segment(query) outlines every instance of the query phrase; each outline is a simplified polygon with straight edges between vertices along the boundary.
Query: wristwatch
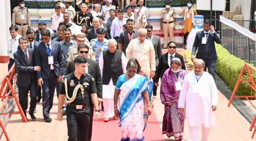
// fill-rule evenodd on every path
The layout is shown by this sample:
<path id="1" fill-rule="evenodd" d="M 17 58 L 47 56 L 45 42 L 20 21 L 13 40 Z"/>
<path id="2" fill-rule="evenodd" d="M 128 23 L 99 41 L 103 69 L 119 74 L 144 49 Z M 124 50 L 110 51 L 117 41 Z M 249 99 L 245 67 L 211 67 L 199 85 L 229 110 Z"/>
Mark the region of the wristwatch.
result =
<path id="1" fill-rule="evenodd" d="M 95 110 L 95 112 L 99 112 L 100 111 L 99 110 Z"/>

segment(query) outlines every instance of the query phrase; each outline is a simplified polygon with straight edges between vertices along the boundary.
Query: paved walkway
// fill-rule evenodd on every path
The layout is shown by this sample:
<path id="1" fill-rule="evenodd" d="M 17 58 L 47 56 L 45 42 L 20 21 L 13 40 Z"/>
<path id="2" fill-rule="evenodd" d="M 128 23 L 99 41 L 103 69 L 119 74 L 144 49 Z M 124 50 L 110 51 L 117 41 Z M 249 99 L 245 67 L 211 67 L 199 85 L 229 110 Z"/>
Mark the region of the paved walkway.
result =
<path id="1" fill-rule="evenodd" d="M 0 68 L 1 65 L 0 64 Z M 0 72 L 0 74 L 3 73 L 5 74 Z M 163 105 L 161 103 L 160 99 L 159 90 L 160 88 L 158 89 L 157 95 L 153 97 L 153 98 L 155 105 L 154 110 L 159 123 L 161 127 L 164 111 Z M 256 141 L 256 137 L 254 139 L 251 138 L 252 132 L 249 131 L 250 124 L 233 105 L 228 108 L 227 106 L 228 102 L 228 100 L 219 91 L 218 108 L 215 112 L 216 125 L 212 128 L 209 141 Z M 54 105 L 50 113 L 50 116 L 53 119 L 51 123 L 46 123 L 43 119 L 41 101 L 37 105 L 36 113 L 35 115 L 37 119 L 36 120 L 30 120 L 28 122 L 24 123 L 22 122 L 20 115 L 12 116 L 6 128 L 11 140 L 67 140 L 67 136 L 65 117 L 64 117 L 63 121 L 61 122 L 57 120 L 57 97 L 55 96 Z M 17 107 L 15 110 L 17 110 Z M 31 119 L 28 113 L 27 114 L 28 119 Z M 102 116 L 102 114 L 101 116 Z M 106 128 L 107 127 L 104 127 L 102 130 L 105 130 Z M 183 141 L 189 141 L 189 131 L 186 121 L 184 130 Z M 93 132 L 100 133 L 99 130 Z M 152 132 L 154 134 L 161 134 L 161 133 L 155 133 L 154 131 L 152 131 Z M 109 135 L 99 134 L 99 135 L 106 137 Z M 166 141 L 174 141 L 173 137 L 168 138 L 165 137 Z M 5 140 L 6 139 L 4 135 L 0 141 Z"/>

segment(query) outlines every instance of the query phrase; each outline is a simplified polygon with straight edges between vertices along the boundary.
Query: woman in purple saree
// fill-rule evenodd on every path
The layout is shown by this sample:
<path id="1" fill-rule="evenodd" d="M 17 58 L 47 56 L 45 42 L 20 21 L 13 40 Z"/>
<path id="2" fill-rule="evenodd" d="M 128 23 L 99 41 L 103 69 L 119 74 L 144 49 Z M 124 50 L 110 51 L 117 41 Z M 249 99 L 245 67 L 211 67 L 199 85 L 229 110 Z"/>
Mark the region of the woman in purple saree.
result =
<path id="1" fill-rule="evenodd" d="M 178 100 L 181 84 L 187 73 L 181 69 L 180 60 L 172 60 L 171 67 L 164 72 L 161 79 L 160 98 L 164 105 L 162 134 L 169 138 L 174 136 L 175 141 L 182 139 L 184 115 L 180 113 Z"/>

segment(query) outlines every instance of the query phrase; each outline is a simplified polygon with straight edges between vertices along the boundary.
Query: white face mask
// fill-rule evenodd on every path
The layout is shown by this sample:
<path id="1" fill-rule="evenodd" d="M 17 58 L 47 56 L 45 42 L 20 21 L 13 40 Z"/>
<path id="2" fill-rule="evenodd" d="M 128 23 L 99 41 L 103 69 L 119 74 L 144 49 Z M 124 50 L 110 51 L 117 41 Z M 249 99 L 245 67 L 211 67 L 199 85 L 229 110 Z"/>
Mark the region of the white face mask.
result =
<path id="1" fill-rule="evenodd" d="M 168 9 L 170 8 L 171 8 L 171 5 L 165 5 L 165 7 Z"/>
<path id="2" fill-rule="evenodd" d="M 180 71 L 180 69 L 179 69 L 176 71 L 175 71 L 172 69 L 172 72 L 174 72 L 174 73 L 177 73 L 177 72 L 179 72 Z"/>
<path id="3" fill-rule="evenodd" d="M 135 8 L 135 9 L 134 9 L 134 11 L 135 11 L 135 12 L 136 12 L 136 13 L 137 13 L 139 11 L 139 10 L 140 10 L 140 9 L 139 9 L 139 8 Z"/>

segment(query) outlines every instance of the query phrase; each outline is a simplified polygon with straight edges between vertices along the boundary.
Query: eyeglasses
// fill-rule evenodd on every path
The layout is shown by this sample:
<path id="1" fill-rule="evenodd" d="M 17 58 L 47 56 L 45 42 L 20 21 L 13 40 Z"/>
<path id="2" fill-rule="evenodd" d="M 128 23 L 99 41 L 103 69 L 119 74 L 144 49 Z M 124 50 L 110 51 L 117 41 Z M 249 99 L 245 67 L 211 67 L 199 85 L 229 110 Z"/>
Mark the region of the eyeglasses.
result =
<path id="1" fill-rule="evenodd" d="M 136 73 L 137 71 L 132 71 L 130 70 L 128 70 L 127 71 L 129 73 Z"/>
<path id="2" fill-rule="evenodd" d="M 42 40 L 47 40 L 49 39 L 49 38 L 41 38 L 41 39 L 42 39 Z"/>
<path id="3" fill-rule="evenodd" d="M 81 53 L 81 54 L 83 54 L 84 53 L 85 53 L 85 54 L 87 54 L 88 53 L 88 52 L 89 52 L 89 51 L 82 51 L 80 50 L 79 51 L 79 52 L 80 52 L 80 53 Z"/>
<path id="4" fill-rule="evenodd" d="M 168 47 L 169 47 L 169 48 L 173 48 L 174 49 L 175 49 L 176 48 L 176 46 L 169 46 Z"/>

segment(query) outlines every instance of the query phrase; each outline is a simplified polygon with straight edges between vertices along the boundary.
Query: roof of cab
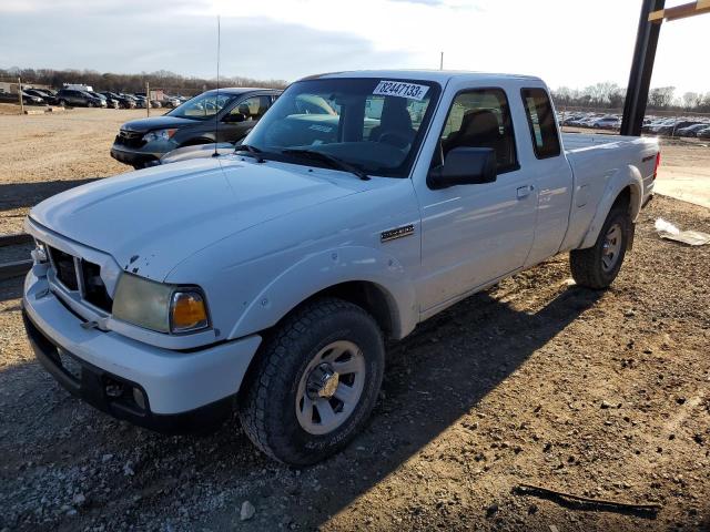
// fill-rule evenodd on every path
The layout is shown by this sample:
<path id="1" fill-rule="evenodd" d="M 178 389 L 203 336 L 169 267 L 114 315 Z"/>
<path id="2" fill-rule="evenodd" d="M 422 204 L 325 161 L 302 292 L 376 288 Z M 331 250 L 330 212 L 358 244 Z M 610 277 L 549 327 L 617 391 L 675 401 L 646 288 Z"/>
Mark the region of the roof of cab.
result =
<path id="1" fill-rule="evenodd" d="M 442 84 L 452 79 L 466 79 L 470 81 L 490 82 L 501 80 L 536 81 L 542 82 L 535 75 L 498 74 L 491 72 L 469 72 L 465 70 L 352 70 L 345 72 L 327 72 L 310 75 L 302 80 L 316 80 L 327 78 L 383 78 L 394 80 L 422 80 L 436 81 Z"/>

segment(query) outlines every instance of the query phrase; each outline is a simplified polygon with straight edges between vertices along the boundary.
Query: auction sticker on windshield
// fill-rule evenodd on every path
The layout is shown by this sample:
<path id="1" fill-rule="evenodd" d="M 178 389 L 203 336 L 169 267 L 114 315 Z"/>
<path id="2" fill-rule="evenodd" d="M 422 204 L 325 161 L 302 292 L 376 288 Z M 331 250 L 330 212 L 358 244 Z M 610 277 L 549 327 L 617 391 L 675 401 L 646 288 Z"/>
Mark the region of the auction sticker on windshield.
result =
<path id="1" fill-rule="evenodd" d="M 400 96 L 410 98 L 412 100 L 423 100 L 429 88 L 427 85 L 383 80 L 377 84 L 373 94 L 378 96 Z"/>

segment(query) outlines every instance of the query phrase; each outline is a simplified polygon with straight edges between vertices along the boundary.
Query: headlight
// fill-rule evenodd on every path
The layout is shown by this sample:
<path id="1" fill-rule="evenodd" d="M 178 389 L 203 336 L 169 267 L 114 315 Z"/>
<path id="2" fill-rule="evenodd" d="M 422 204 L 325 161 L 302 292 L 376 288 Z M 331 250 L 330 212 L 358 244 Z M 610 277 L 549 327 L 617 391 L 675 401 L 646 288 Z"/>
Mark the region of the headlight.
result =
<path id="1" fill-rule="evenodd" d="M 192 332 L 210 325 L 199 289 L 164 285 L 131 274 L 119 279 L 113 316 L 159 332 Z"/>
<path id="2" fill-rule="evenodd" d="M 149 131 L 143 135 L 143 140 L 145 142 L 169 141 L 170 139 L 172 139 L 176 131 L 176 129 Z"/>
<path id="3" fill-rule="evenodd" d="M 47 247 L 44 247 L 44 244 L 40 241 L 34 241 L 34 249 L 30 252 L 30 256 L 37 264 L 44 264 L 49 260 Z"/>

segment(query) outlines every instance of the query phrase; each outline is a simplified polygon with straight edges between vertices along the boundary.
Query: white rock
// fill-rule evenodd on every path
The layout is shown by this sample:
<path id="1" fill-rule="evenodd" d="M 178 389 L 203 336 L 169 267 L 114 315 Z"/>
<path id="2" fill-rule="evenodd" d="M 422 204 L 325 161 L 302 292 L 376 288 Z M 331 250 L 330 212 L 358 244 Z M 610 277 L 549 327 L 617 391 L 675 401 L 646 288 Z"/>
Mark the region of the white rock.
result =
<path id="1" fill-rule="evenodd" d="M 254 508 L 254 504 L 248 501 L 244 501 L 242 503 L 242 510 L 240 511 L 240 519 L 242 521 L 248 521 L 254 516 L 255 513 L 256 509 Z"/>

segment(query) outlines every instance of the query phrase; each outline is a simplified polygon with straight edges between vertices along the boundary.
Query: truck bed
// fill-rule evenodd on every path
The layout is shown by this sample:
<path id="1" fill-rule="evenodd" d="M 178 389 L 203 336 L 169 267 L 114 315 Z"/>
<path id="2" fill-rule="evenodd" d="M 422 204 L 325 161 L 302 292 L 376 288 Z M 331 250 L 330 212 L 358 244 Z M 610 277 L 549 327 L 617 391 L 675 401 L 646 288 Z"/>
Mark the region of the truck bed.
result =
<path id="1" fill-rule="evenodd" d="M 627 143 L 646 144 L 646 141 L 639 136 L 607 135 L 604 133 L 562 133 L 562 144 L 567 153 L 579 152 L 602 144 L 621 145 Z"/>
<path id="2" fill-rule="evenodd" d="M 653 192 L 658 141 L 641 136 L 565 133 L 562 143 L 575 178 L 566 247 L 575 248 L 581 245 L 598 206 L 609 195 L 606 188 L 613 186 L 617 176 L 638 172 L 642 186 L 639 203 L 648 201 Z"/>

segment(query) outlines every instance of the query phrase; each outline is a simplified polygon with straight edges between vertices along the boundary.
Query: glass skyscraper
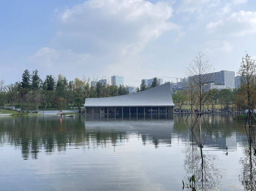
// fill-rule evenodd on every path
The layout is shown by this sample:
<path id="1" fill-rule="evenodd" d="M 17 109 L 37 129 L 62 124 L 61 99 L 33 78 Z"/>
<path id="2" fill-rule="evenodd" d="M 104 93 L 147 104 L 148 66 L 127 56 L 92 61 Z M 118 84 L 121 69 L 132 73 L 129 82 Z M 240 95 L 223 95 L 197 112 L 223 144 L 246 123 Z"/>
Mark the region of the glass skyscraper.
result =
<path id="1" fill-rule="evenodd" d="M 111 84 L 119 87 L 120 85 L 123 85 L 123 76 L 111 76 Z"/>
<path id="2" fill-rule="evenodd" d="M 211 76 L 211 81 L 206 82 L 206 84 L 209 86 L 209 89 L 220 90 L 222 89 L 233 89 L 235 88 L 235 72 L 234 71 L 222 70 L 205 75 Z M 189 77 L 189 80 L 191 80 L 193 77 L 193 76 Z"/>

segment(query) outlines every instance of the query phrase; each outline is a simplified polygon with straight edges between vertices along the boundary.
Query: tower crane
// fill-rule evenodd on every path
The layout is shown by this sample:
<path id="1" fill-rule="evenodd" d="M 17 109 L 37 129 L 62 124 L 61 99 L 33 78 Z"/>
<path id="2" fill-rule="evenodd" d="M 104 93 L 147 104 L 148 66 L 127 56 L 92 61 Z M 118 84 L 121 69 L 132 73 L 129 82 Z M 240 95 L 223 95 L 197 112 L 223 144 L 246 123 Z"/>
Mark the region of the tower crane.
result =
<path id="1" fill-rule="evenodd" d="M 160 78 L 175 78 L 177 80 L 177 82 L 178 82 L 178 79 L 182 79 L 182 78 L 180 78 L 179 77 L 165 77 L 164 76 L 160 76 L 159 77 Z"/>

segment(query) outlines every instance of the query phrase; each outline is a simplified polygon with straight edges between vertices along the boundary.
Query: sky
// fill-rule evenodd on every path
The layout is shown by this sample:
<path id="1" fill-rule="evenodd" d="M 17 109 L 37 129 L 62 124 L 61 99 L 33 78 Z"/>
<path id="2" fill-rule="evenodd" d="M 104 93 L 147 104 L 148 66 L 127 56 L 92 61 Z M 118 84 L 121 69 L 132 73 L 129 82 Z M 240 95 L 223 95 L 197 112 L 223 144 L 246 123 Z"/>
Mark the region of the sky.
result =
<path id="1" fill-rule="evenodd" d="M 201 52 L 216 71 L 256 59 L 254 0 L 4 1 L 0 79 L 61 74 L 137 86 L 142 79 L 183 77 Z M 164 81 L 176 81 L 164 78 Z"/>

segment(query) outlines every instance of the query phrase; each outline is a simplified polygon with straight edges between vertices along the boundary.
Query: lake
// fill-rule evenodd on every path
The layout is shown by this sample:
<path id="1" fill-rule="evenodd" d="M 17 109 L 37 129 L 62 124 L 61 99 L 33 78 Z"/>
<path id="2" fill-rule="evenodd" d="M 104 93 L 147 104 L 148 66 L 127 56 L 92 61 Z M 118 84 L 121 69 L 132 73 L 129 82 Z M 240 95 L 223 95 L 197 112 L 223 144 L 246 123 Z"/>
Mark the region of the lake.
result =
<path id="1" fill-rule="evenodd" d="M 206 115 L 201 151 L 186 116 L 0 116 L 0 190 L 256 190 L 255 127 Z"/>

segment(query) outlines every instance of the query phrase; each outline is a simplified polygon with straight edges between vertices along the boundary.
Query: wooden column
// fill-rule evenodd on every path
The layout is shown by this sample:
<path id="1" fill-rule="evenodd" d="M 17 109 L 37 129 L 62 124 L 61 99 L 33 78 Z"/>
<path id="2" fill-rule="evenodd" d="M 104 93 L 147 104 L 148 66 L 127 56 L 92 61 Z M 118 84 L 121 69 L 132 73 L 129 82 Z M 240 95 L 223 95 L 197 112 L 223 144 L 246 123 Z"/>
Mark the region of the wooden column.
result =
<path id="1" fill-rule="evenodd" d="M 151 107 L 151 119 L 152 119 L 152 107 Z"/>
<path id="2" fill-rule="evenodd" d="M 136 107 L 136 116 L 138 118 L 138 107 Z"/>

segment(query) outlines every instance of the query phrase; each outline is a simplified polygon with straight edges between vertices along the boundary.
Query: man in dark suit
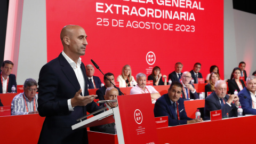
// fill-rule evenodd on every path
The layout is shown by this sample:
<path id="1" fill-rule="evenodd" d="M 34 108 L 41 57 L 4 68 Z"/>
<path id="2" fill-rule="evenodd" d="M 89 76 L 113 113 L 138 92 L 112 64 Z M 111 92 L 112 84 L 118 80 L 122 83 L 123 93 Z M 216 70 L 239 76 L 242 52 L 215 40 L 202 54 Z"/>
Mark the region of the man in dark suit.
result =
<path id="1" fill-rule="evenodd" d="M 12 92 L 12 87 L 17 87 L 16 76 L 11 74 L 13 67 L 13 63 L 10 60 L 3 62 L 1 67 L 1 83 L 0 83 L 0 93 L 6 93 Z"/>
<path id="2" fill-rule="evenodd" d="M 171 79 L 172 82 L 179 82 L 180 79 L 181 78 L 181 76 L 182 75 L 182 70 L 183 65 L 181 62 L 178 62 L 175 63 L 175 70 L 172 71 L 168 76 L 168 80 Z"/>
<path id="3" fill-rule="evenodd" d="M 177 82 L 172 83 L 168 89 L 168 93 L 158 99 L 155 104 L 155 117 L 167 116 L 169 126 L 203 122 L 202 118 L 193 119 L 187 116 L 184 100 L 180 99 L 182 89 L 182 85 L 181 83 Z"/>
<path id="4" fill-rule="evenodd" d="M 256 76 L 249 76 L 246 83 L 246 87 L 238 93 L 243 113 L 256 115 Z"/>
<path id="5" fill-rule="evenodd" d="M 182 98 L 186 100 L 199 99 L 195 86 L 193 84 L 189 83 L 191 79 L 191 74 L 188 71 L 184 72 L 181 76 L 181 83 L 183 85 Z"/>
<path id="6" fill-rule="evenodd" d="M 105 84 L 105 85 L 104 85 L 104 86 L 100 87 L 100 89 L 97 90 L 97 91 L 96 91 L 96 94 L 98 95 L 97 99 L 98 99 L 99 100 L 105 100 L 104 99 L 104 95 L 105 95 L 106 90 L 107 90 L 107 88 L 110 87 L 114 87 L 114 85 L 108 80 L 107 78 L 110 80 L 113 84 L 115 84 L 115 77 L 113 74 L 110 73 L 108 73 L 105 74 L 105 76 L 107 77 L 104 76 L 104 79 L 103 80 L 103 81 L 104 82 L 104 83 Z M 119 88 L 118 87 L 117 89 L 119 89 Z M 120 89 L 119 89 L 119 90 L 120 90 Z M 118 95 L 122 95 L 122 93 L 120 92 L 120 91 L 118 91 Z M 100 103 L 100 106 L 101 106 L 103 104 L 104 104 L 103 103 Z"/>
<path id="7" fill-rule="evenodd" d="M 85 68 L 86 68 L 86 75 L 88 77 L 89 89 L 100 88 L 101 81 L 99 77 L 93 76 L 95 71 L 93 66 L 87 65 Z"/>
<path id="8" fill-rule="evenodd" d="M 237 117 L 237 109 L 240 106 L 238 97 L 235 94 L 227 94 L 227 83 L 225 81 L 219 80 L 215 84 L 214 92 L 205 99 L 204 120 L 210 120 L 210 112 L 221 109 L 222 118 L 228 116 Z M 235 103 L 233 104 L 233 102 Z"/>
<path id="9" fill-rule="evenodd" d="M 71 129 L 87 111 L 100 109 L 93 102 L 97 95 L 89 95 L 85 67 L 80 58 L 85 54 L 86 37 L 79 26 L 64 27 L 60 34 L 63 51 L 40 71 L 38 111 L 46 118 L 38 143 L 88 143 L 86 129 Z"/>
<path id="10" fill-rule="evenodd" d="M 202 74 L 199 73 L 201 69 L 201 63 L 197 62 L 194 65 L 193 70 L 189 71 L 191 74 L 192 78 L 194 80 L 195 84 L 198 83 L 198 78 L 203 78 Z"/>
<path id="11" fill-rule="evenodd" d="M 116 100 L 116 96 L 118 95 L 118 90 L 114 87 L 109 87 L 106 90 L 106 94 L 104 95 L 105 100 Z M 108 107 L 107 110 L 116 107 L 117 102 L 101 103 L 103 105 L 101 107 Z M 115 123 L 101 125 L 90 127 L 92 131 L 116 134 L 115 131 Z"/>
<path id="12" fill-rule="evenodd" d="M 244 61 L 241 61 L 239 63 L 238 67 L 241 69 L 241 77 L 244 77 L 244 81 L 246 81 L 247 78 L 246 71 L 244 70 L 245 66 L 246 64 Z"/>

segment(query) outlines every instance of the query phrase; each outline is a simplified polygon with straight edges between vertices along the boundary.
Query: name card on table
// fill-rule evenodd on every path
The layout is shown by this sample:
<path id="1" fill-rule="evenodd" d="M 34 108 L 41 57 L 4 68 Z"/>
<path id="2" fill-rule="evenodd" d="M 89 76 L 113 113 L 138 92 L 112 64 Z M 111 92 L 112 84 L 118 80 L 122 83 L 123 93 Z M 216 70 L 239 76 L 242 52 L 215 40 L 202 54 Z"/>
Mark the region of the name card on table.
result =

━━━━

Reproduce the material word for word, from its first line through the line containing "95 110 L 95", including both ends and omitting the pictures.

segment(query) outlines every instance of the query phrase; each outline is a simplified polygon with straight edges between vertices along the boundary.
Query: wristwatch
// fill-rule evenodd on every path
The layout is shown by this sample:
<path id="1" fill-rule="evenodd" d="M 17 58 L 47 56 L 45 42 L 20 21 L 13 40 Z"/>
<path id="2" fill-rule="evenodd" d="M 128 23 L 99 41 L 103 69 L 119 74 L 144 49 Z M 124 50 L 110 51 L 117 41 Z M 249 99 L 245 67 L 211 67 L 199 85 L 229 110 Z"/>
Mark the region of the wristwatch.
result =
<path id="1" fill-rule="evenodd" d="M 95 110 L 95 112 L 99 112 L 100 111 L 99 110 Z"/>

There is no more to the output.